■ MATERIAL PROVIDED
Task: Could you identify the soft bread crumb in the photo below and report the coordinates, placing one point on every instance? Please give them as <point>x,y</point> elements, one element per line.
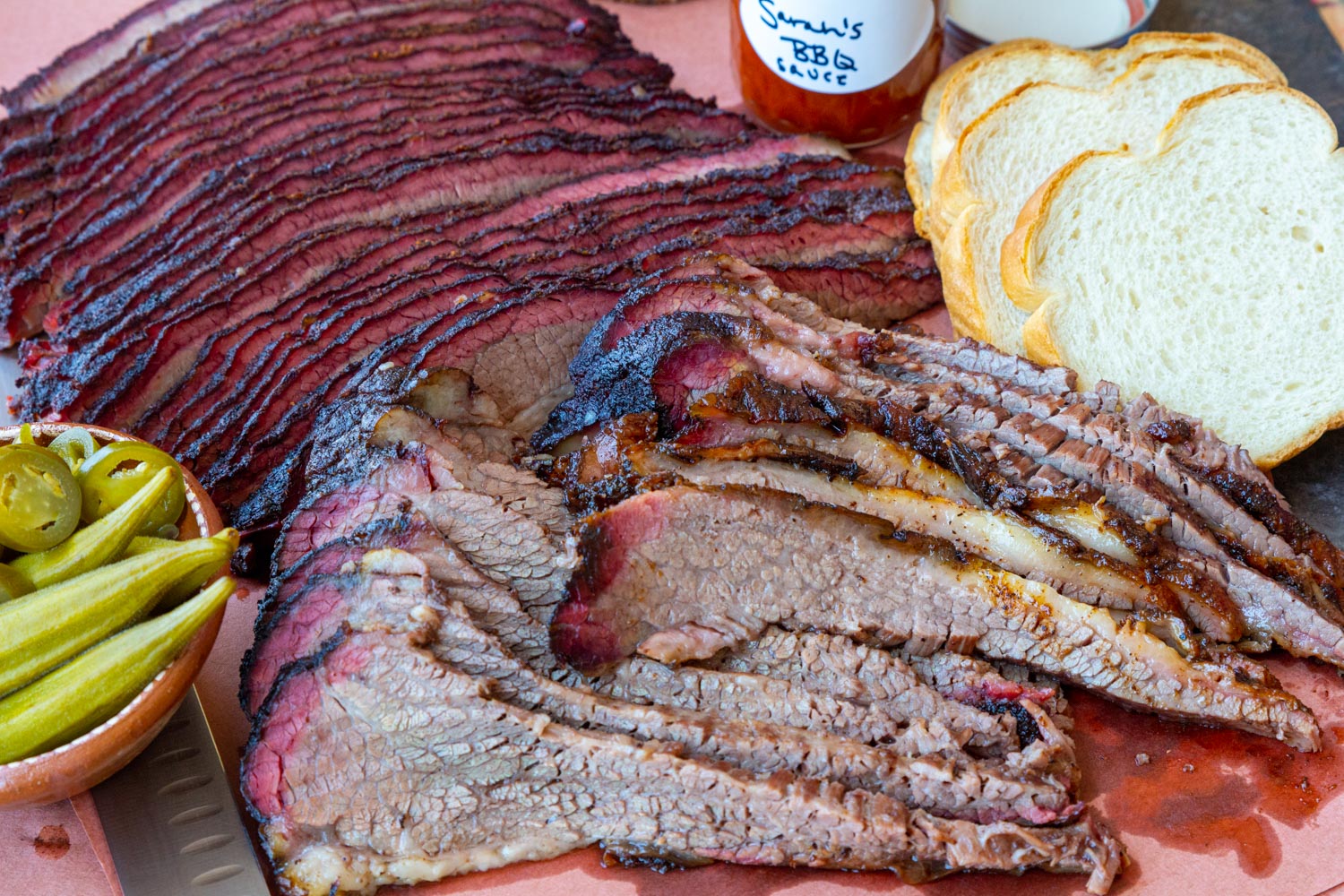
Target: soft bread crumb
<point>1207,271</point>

...

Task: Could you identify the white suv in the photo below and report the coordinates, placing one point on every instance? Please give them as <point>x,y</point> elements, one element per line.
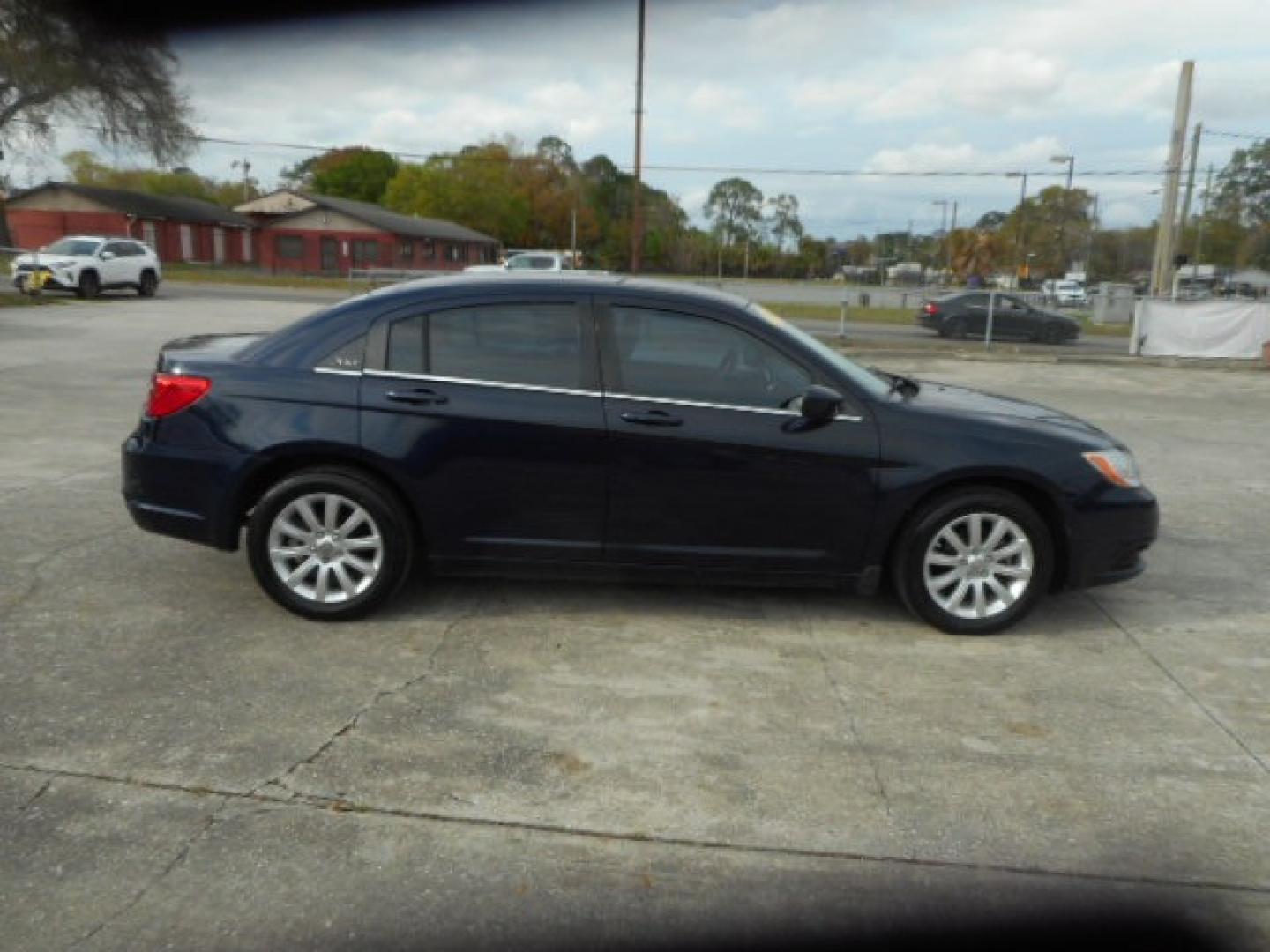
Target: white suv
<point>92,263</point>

■ EXERCISE INSTRUCTIONS
Render the stretch from the line containing "Task: Could you identify the soft" through the line containing "<point>1207,271</point>", both ends included, as a JSON list of strings with one string per line. Skip blank lines and leave the pictures out.

■ RESULT OF THE TASK
[
  "Task: Could you identify the soft bread crumb in the photo below and report the coordinates, placing one point on every instance? Please give them as <point>x,y</point> elements, one element per line.",
  "Target: soft bread crumb",
  "<point>1207,271</point>"
]